## Problem
Repeat only the lines from the one holding "corrugated metal roof" down to the last line of the listing below, including both of those lines.

START Data entries

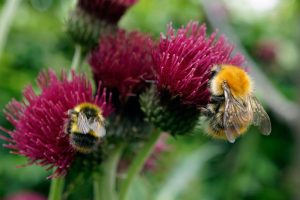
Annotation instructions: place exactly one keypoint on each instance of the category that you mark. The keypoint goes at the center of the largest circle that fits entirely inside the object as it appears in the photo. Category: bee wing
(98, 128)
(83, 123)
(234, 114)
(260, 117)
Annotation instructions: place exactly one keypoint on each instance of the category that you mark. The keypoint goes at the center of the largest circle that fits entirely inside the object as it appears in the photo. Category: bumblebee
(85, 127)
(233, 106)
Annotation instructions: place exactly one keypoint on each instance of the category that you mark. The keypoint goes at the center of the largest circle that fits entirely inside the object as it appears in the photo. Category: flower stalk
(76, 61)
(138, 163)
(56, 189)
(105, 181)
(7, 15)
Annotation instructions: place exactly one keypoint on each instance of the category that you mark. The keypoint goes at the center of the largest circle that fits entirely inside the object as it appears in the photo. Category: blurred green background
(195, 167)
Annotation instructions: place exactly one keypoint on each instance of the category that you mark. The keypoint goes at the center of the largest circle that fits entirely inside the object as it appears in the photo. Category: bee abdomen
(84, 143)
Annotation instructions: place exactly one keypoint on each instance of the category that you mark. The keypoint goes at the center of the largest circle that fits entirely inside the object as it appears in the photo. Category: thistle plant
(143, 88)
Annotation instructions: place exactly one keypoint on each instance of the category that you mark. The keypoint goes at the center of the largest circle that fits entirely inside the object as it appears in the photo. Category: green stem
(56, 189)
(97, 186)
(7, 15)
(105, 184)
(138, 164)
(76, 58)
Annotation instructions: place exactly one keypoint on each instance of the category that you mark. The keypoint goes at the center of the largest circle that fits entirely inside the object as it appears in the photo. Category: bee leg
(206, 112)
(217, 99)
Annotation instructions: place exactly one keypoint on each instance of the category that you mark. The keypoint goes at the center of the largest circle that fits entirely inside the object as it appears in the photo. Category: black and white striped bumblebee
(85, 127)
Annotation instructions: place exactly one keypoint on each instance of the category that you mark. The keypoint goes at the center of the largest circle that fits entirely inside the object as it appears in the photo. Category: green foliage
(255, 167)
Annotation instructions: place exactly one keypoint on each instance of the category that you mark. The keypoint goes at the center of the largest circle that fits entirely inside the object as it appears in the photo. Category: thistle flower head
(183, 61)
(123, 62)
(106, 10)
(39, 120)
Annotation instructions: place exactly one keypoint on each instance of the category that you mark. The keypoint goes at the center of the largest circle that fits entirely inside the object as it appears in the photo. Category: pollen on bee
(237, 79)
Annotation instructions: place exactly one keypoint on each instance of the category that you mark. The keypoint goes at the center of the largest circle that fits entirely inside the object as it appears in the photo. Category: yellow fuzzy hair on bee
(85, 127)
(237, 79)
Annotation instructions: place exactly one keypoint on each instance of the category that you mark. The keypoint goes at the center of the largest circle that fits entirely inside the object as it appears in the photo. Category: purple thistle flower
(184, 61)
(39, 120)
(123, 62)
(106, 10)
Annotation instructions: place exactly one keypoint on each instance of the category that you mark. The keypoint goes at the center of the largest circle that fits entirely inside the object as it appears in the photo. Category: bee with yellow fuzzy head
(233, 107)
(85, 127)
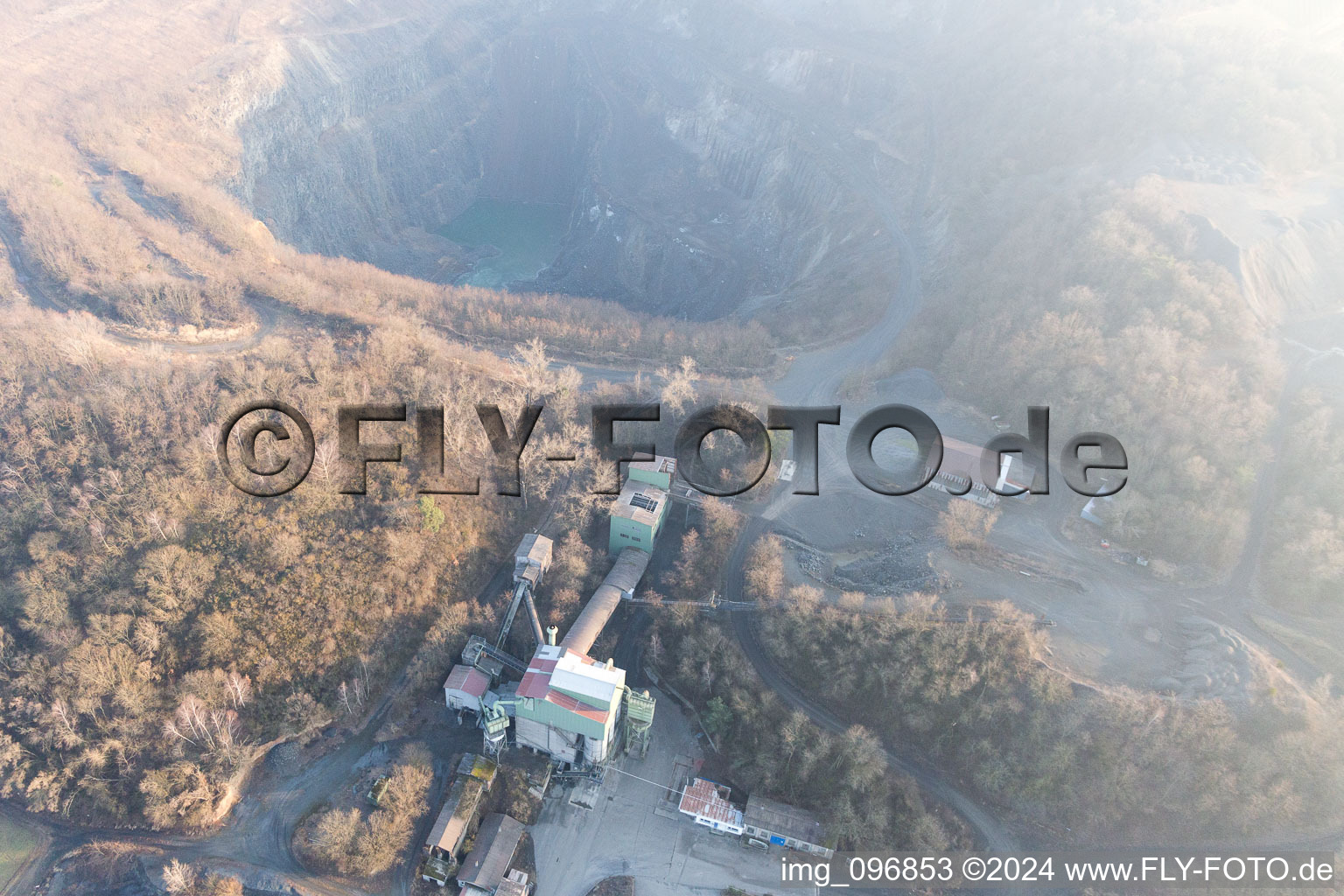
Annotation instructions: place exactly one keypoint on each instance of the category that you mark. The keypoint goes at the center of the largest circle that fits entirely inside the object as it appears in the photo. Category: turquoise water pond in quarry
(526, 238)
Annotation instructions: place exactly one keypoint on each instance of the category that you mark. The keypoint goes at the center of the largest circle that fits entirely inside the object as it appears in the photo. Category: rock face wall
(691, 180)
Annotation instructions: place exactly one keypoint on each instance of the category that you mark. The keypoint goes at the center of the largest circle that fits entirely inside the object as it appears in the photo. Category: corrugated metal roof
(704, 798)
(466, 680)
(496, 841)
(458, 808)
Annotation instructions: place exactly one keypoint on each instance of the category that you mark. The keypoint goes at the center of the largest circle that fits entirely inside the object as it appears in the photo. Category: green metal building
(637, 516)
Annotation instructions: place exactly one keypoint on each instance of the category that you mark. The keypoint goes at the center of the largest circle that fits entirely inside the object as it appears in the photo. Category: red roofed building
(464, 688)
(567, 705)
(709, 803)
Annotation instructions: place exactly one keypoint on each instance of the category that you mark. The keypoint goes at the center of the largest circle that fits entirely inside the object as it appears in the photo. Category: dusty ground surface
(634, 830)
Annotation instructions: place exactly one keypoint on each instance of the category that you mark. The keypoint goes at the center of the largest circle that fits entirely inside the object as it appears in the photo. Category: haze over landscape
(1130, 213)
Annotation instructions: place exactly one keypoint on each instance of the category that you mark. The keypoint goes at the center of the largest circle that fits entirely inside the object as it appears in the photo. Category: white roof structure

END Data entries

## Output
Annotation instructions: place exactly one keypoint on each instance of the category that you mark. The keypoint goes at the center of the largest circle that fits entirely inside the object as it appears in the photo. Category: corrugated metal roof
(704, 798)
(466, 680)
(496, 841)
(458, 808)
Annotation instructions: place exactly one keypoint on each instance of the category that you mark. The keypoint goes at the center of the largest circle that fits entirely inside the object as it appears in the photo. Category: green metal building
(637, 516)
Annotation instructions: place exactly one keypoint on each instance of the category that you mark. The keypoint goes at the center of the largest circle that fits entirely inside the object as it appears in the photo. Category: red roofed building
(464, 688)
(567, 705)
(709, 803)
Annotation instructions: place exactly one keypoint on each instance of the category that you mark. The keypoint goes at the center of the largest circle that fits entirely inside the object as it appears in the photo. Category: dusty ground surface
(634, 830)
Annotation instructions: place exactly one keypoint on each instance of the category that you mark. The keypoint goes at the center of the largest circle that fits entirely inside the object as it appears in the photo. Category: haze over landscape
(1130, 213)
Annotation instructions: place exactly one keypoint on each instance of the category that you mark. The keypoint goes at the center of the largest circle that fits entirely inside the object as it appears in the photo. Category: white roof structure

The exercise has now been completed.